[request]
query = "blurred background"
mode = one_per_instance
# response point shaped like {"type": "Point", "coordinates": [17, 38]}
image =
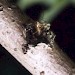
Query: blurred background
{"type": "Point", "coordinates": [63, 25]}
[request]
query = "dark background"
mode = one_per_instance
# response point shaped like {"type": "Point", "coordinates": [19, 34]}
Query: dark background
{"type": "Point", "coordinates": [64, 28]}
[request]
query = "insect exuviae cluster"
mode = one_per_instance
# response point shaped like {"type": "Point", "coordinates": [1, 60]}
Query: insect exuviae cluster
{"type": "Point", "coordinates": [37, 33]}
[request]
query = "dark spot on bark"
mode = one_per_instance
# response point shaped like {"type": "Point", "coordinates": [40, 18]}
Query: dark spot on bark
{"type": "Point", "coordinates": [42, 73]}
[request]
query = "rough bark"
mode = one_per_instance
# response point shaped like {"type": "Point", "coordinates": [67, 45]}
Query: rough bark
{"type": "Point", "coordinates": [39, 60]}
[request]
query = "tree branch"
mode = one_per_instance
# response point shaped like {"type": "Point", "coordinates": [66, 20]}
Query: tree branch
{"type": "Point", "coordinates": [39, 60]}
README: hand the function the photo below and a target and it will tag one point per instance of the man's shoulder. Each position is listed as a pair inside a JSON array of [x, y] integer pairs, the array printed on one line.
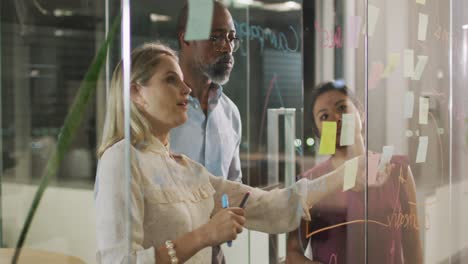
[[228, 104]]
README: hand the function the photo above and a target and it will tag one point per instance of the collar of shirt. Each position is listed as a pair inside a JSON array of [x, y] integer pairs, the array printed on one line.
[[213, 97], [155, 145]]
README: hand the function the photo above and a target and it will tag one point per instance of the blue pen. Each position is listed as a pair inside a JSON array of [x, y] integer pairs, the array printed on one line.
[[225, 204]]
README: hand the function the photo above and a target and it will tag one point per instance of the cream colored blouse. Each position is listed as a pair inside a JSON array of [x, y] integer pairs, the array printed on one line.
[[171, 195]]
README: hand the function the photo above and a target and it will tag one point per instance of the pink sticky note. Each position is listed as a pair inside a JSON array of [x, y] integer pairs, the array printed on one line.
[[376, 74], [372, 167]]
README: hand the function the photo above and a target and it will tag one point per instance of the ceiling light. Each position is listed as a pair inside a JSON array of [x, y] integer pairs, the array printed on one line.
[[159, 18], [283, 7]]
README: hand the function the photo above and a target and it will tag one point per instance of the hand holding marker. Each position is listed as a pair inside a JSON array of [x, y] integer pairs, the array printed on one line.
[[225, 204]]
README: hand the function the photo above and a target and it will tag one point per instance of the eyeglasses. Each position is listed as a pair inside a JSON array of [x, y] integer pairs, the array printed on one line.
[[219, 42]]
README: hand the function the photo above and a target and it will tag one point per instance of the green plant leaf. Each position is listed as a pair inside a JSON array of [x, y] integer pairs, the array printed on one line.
[[68, 131]]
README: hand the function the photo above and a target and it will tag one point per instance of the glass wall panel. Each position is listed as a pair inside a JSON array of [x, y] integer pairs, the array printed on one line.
[[415, 104], [391, 77], [47, 50]]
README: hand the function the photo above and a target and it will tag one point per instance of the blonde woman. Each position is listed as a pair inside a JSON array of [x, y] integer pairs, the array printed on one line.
[[174, 206]]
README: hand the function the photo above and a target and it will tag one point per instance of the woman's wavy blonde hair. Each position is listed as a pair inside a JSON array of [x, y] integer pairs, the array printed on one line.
[[144, 62]]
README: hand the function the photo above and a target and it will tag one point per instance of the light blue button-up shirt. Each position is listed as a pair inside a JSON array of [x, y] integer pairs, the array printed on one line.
[[212, 140]]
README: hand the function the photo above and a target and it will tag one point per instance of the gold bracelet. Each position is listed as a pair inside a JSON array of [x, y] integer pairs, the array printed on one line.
[[171, 252]]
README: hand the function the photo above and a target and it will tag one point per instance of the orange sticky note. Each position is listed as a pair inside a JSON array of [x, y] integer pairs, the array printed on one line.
[[328, 138]]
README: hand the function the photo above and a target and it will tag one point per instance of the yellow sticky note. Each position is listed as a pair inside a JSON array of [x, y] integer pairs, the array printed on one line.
[[393, 61], [350, 174], [200, 15], [328, 138], [422, 29]]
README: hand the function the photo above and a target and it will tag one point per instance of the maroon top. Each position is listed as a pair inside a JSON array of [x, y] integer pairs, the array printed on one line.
[[346, 243]]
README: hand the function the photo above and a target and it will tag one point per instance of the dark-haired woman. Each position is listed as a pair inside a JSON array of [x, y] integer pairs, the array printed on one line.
[[336, 233]]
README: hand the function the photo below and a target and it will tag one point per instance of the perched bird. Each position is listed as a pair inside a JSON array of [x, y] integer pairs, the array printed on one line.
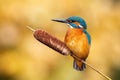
[[77, 39]]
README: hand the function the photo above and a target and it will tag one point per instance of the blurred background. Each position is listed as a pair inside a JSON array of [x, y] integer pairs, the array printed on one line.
[[22, 57]]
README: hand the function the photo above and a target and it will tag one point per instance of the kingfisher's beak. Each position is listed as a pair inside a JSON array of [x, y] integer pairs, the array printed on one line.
[[58, 20]]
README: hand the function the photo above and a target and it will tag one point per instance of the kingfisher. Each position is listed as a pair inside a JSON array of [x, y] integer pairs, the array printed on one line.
[[77, 39]]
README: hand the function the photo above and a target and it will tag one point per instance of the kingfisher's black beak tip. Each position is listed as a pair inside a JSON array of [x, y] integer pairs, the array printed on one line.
[[58, 20]]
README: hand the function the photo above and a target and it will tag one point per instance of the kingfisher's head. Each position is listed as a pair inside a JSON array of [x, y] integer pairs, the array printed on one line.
[[73, 22]]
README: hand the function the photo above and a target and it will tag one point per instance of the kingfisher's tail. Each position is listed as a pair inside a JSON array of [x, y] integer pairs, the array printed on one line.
[[78, 65]]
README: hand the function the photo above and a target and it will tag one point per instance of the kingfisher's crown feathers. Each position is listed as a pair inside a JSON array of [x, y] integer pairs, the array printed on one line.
[[77, 19]]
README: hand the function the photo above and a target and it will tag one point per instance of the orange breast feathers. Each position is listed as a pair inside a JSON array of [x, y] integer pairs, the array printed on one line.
[[76, 40]]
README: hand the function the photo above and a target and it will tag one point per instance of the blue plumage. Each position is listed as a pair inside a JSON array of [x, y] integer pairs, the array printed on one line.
[[77, 19]]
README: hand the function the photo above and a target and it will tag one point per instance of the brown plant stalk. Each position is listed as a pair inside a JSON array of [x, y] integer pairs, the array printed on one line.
[[59, 46]]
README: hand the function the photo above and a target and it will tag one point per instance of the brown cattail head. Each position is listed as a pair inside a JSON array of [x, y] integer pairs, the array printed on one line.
[[51, 42]]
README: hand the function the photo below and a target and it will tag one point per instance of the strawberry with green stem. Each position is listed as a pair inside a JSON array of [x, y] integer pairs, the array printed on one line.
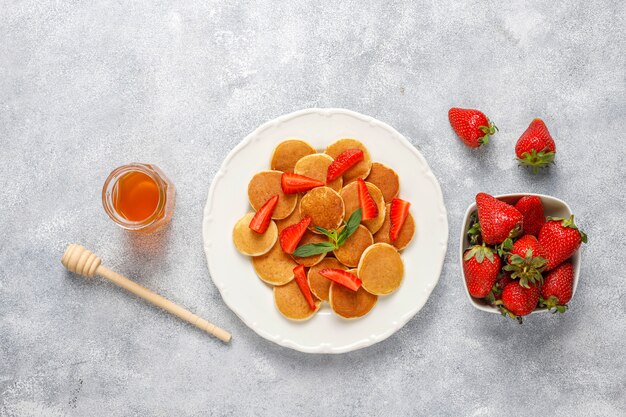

§ **WHAT THE TASK REQUIRES**: For each line in the data that holds the word "shaped", copy the line.

§ **WRITTEN SOLUTION**:
# response point shaped like {"type": "Point", "coordinates": [17, 38]}
# response point shaped like {"type": "Point", "coordinates": [19, 34]}
# response point shaped like {"type": "Point", "coordinates": [1, 60]}
# response point shaped like {"type": "Point", "coordinates": [40, 18]}
# response point shaped like {"type": "Point", "coordinates": [67, 45]}
# response point shaped like {"type": "Point", "coordinates": [66, 20]}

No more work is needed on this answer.